Objective: From the entries below, pick out every line that contains the word "segmentation" and copy each of those lines without changes.

Contour annotation records:
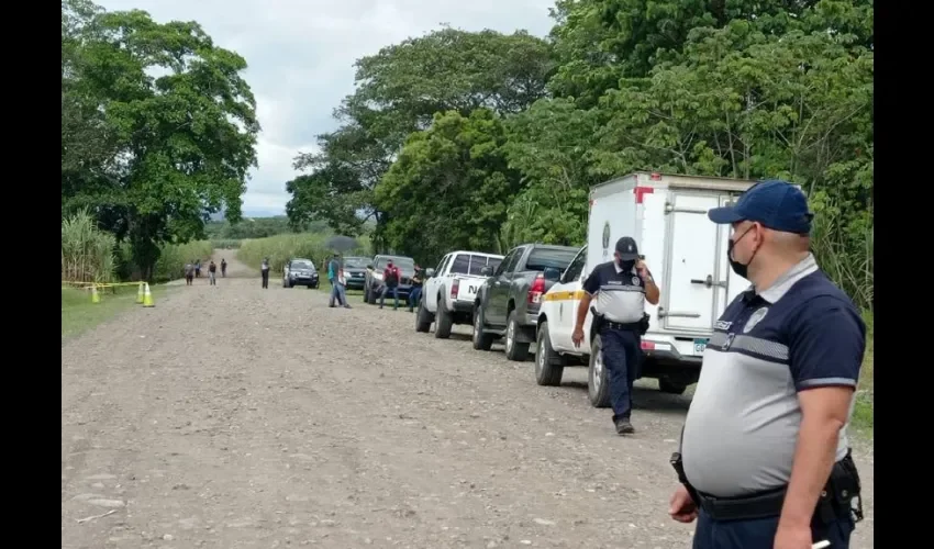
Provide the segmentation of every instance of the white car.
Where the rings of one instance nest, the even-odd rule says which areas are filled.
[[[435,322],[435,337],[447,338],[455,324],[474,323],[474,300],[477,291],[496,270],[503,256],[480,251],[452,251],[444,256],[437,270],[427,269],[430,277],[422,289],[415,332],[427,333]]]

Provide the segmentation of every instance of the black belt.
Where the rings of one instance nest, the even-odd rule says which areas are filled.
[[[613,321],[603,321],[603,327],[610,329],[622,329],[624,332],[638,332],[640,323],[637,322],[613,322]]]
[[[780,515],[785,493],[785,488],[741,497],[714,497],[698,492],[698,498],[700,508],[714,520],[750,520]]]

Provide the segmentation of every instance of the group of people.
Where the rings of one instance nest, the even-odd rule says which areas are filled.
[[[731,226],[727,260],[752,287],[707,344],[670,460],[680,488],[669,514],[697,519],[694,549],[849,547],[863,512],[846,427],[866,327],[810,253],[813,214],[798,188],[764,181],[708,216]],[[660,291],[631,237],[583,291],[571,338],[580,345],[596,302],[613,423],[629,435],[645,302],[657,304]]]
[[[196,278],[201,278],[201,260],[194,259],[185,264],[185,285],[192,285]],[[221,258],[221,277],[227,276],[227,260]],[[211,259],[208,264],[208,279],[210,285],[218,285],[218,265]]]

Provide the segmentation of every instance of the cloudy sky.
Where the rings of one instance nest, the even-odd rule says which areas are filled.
...
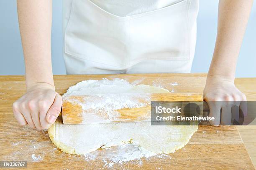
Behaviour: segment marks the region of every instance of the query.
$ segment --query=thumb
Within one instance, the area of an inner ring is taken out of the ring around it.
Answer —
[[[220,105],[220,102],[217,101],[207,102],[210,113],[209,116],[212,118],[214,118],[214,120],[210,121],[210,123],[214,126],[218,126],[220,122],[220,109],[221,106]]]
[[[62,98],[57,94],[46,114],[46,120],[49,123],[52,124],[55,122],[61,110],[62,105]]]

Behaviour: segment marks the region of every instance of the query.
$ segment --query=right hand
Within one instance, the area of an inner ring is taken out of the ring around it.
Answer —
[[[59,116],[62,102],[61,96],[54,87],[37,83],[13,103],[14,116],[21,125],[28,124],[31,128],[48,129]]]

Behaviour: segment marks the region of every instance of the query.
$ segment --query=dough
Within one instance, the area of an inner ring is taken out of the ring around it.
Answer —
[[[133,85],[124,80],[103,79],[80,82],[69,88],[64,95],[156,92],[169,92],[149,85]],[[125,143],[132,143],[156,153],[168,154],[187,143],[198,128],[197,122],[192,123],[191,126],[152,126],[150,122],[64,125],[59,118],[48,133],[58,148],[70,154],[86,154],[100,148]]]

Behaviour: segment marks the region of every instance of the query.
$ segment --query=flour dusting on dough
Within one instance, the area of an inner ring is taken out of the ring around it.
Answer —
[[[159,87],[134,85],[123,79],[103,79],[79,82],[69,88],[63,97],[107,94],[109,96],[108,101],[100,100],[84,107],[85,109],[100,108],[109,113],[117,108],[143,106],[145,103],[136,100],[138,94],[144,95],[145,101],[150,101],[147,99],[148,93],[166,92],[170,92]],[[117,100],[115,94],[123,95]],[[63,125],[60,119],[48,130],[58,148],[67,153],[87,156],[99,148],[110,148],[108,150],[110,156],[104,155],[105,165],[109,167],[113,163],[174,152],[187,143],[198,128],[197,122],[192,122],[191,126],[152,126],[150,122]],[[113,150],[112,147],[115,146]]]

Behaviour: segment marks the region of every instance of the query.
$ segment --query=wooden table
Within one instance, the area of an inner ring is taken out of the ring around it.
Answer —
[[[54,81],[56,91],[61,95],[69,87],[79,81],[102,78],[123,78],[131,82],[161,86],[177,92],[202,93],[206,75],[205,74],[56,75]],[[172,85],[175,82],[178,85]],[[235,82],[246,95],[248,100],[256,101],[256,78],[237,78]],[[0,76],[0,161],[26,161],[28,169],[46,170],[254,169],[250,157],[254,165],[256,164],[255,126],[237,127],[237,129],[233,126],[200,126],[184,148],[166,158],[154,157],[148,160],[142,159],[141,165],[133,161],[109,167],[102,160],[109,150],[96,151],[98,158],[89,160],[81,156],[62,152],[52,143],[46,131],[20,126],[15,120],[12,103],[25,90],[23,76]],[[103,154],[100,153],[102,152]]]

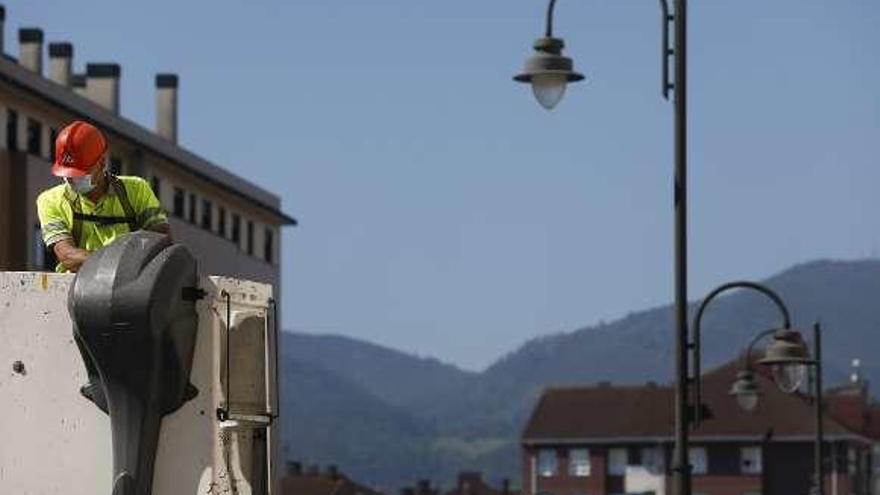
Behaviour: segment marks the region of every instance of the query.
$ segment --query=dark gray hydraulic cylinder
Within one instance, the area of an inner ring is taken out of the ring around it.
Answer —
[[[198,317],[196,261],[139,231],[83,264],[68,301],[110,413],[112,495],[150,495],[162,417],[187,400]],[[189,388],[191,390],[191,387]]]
---
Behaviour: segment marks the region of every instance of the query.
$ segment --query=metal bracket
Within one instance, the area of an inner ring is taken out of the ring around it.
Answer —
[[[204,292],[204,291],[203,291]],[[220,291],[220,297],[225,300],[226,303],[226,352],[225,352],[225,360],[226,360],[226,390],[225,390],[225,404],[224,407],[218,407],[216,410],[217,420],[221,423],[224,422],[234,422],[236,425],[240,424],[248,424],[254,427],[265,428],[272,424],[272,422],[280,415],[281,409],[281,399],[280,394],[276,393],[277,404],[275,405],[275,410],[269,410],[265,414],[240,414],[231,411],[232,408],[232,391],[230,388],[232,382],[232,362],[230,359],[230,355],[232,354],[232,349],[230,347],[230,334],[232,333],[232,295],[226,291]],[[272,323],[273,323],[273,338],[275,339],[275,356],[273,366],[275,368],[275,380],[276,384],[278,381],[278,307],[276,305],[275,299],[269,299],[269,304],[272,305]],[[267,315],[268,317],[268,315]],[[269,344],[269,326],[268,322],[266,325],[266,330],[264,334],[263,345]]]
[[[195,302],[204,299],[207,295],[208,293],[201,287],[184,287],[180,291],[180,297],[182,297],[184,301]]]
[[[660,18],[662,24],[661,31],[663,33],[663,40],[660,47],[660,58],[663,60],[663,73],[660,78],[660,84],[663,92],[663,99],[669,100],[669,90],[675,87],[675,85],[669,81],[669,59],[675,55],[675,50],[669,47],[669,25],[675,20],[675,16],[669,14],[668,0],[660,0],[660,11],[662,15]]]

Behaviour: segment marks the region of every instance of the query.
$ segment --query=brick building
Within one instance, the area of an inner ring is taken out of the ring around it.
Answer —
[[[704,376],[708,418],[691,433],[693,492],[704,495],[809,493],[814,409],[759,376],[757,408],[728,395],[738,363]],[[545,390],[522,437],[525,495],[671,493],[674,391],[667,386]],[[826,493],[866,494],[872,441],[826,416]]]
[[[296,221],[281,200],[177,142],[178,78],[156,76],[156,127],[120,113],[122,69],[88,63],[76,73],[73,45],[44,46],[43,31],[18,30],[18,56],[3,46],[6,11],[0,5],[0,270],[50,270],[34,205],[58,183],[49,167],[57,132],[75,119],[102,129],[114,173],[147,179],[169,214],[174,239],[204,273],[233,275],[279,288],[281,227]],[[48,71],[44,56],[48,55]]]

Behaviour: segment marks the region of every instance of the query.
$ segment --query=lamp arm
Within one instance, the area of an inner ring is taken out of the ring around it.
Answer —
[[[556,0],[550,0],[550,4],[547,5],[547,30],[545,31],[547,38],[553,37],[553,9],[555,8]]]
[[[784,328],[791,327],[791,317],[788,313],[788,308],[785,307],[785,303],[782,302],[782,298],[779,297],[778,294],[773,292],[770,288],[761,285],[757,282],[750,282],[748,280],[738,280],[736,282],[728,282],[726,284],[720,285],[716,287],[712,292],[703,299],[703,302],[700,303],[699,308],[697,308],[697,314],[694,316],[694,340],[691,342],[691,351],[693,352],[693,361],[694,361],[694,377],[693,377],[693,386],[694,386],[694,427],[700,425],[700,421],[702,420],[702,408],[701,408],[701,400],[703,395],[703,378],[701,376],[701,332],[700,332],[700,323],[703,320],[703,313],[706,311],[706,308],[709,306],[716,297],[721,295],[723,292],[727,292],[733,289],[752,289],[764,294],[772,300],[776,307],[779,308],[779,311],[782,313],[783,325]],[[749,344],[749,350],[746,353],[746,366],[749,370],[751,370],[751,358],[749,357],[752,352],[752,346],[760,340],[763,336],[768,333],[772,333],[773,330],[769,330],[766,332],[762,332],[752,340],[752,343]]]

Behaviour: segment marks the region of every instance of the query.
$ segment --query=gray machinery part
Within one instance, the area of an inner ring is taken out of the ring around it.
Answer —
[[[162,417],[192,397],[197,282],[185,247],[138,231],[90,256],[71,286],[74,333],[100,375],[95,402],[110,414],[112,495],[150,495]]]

Full output:
Provide the segmentation of every instance of the white car.
Provide the segmentation of every instance of the black belt.
Provide the segmentation of every instance of the group of people.
Provide the segmentation of every instance of the cloudy sky.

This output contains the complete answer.